--- EXERCISE MATERIAL Enclosed Below ---
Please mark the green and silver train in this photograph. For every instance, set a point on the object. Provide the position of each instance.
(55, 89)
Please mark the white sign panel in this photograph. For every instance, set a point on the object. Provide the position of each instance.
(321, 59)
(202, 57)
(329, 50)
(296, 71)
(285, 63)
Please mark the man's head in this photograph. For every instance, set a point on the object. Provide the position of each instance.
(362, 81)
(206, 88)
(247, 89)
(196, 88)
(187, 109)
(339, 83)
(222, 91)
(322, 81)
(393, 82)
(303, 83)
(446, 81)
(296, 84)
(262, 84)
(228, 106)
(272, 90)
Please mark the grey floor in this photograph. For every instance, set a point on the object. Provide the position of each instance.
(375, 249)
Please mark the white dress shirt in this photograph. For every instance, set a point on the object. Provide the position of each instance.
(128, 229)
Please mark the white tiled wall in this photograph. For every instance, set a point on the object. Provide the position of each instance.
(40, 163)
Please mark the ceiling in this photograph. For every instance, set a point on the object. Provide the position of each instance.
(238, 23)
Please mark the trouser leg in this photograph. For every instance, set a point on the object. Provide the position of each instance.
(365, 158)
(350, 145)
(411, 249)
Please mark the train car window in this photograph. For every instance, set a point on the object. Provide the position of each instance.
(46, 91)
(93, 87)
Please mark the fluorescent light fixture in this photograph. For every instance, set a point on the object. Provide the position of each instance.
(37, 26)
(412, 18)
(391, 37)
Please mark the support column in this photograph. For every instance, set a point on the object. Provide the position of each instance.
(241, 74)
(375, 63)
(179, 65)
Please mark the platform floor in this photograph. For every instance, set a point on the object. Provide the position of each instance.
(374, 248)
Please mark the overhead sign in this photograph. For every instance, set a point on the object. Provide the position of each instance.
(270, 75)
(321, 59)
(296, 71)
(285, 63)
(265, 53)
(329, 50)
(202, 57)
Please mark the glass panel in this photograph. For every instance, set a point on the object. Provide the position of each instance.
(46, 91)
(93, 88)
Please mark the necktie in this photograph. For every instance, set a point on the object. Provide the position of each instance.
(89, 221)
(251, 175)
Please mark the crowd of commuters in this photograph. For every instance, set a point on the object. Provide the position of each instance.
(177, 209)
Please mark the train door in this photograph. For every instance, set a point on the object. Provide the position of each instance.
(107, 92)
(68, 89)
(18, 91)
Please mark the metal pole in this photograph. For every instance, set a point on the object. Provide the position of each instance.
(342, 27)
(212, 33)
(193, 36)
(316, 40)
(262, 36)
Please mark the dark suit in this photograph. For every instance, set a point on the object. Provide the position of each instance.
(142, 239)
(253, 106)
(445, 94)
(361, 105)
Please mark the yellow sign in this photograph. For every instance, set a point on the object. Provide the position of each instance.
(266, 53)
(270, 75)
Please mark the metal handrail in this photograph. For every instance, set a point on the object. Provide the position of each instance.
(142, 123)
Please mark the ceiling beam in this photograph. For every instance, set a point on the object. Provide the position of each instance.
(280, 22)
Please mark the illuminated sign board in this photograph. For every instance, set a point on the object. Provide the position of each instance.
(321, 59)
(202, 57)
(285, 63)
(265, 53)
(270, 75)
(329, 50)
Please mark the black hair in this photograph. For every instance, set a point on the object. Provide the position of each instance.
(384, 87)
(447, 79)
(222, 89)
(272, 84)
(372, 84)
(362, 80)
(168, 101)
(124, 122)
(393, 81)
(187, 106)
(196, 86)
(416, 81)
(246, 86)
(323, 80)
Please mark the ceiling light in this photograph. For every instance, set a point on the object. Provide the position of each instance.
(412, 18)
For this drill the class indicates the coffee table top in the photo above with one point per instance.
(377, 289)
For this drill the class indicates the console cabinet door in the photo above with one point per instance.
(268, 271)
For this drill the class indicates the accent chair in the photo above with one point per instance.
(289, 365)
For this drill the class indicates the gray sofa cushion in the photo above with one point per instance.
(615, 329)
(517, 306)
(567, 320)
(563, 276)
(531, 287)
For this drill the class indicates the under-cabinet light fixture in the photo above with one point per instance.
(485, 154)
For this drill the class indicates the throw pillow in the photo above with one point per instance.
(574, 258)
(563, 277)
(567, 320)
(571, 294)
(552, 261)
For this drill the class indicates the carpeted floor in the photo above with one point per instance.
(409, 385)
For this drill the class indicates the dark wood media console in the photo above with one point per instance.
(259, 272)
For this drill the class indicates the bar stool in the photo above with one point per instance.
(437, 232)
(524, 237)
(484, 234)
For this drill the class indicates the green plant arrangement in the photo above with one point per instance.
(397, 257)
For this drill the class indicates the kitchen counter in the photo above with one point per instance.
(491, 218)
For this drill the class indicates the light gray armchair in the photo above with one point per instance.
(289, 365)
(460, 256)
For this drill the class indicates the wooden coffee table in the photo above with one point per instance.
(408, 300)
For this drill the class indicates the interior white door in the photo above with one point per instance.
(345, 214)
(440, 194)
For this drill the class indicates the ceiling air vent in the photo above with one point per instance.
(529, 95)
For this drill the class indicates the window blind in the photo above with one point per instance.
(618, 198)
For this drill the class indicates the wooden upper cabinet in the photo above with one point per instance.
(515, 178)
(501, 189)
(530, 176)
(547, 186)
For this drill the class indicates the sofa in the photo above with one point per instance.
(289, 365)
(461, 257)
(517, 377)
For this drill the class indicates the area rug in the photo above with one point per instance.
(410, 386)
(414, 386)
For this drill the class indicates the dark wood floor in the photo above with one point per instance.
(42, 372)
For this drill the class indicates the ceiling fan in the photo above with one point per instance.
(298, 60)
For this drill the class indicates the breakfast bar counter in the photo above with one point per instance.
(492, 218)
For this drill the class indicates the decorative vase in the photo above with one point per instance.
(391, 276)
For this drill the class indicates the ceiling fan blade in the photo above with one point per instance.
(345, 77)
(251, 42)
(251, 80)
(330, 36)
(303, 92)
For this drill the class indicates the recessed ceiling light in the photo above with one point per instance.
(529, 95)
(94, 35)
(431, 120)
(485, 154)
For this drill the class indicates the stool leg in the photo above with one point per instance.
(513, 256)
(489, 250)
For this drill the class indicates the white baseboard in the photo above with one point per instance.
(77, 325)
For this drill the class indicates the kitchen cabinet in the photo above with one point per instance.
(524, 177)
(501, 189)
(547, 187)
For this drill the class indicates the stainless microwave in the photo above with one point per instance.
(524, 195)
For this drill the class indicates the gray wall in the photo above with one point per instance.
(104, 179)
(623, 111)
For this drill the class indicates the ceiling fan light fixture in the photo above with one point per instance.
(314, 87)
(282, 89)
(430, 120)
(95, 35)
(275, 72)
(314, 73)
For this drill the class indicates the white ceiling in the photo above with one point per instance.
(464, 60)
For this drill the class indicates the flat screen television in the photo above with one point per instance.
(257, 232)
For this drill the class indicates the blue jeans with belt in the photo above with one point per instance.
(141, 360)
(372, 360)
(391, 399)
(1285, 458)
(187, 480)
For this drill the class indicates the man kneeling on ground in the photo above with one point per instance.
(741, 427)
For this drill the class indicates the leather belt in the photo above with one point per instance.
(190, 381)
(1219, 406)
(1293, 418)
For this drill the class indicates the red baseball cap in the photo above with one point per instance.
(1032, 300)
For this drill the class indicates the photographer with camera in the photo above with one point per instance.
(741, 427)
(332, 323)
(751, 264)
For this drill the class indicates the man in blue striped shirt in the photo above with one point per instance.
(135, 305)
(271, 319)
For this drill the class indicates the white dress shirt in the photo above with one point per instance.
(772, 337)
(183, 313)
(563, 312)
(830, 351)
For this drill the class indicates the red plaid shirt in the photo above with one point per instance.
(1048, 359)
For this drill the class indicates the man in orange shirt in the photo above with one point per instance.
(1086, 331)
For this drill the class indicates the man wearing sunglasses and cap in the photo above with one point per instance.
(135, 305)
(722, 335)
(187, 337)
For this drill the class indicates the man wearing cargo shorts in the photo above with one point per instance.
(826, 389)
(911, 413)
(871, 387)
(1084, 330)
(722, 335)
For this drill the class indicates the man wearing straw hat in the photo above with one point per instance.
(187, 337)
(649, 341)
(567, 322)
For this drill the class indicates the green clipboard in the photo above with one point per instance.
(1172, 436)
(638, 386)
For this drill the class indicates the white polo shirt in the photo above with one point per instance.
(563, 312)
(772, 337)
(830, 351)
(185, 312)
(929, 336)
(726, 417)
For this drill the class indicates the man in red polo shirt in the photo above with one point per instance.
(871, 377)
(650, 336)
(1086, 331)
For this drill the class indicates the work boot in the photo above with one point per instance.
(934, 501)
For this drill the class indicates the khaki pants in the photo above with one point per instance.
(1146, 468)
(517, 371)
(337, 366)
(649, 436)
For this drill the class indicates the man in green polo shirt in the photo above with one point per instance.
--- End of Enclosed EXERCISE MATERIAL ---
=== INSTRUCTIONS TO FOLLOW ===
Only the lines from the one with "For this drill the class indicates the work" through the last line of the material above are to be duplicated, exactly and with both ends kept.

=== EXPECTED OUTPUT ===
For this drill the class indicates the work boot in the photo above with one point per instance.
(934, 501)
For this drill the class indicates the khaki pants in the photo above with one point per instance.
(1146, 468)
(517, 371)
(337, 366)
(649, 436)
For this drill the class indicates the man in green polo shirt in the photo above with one point per instance.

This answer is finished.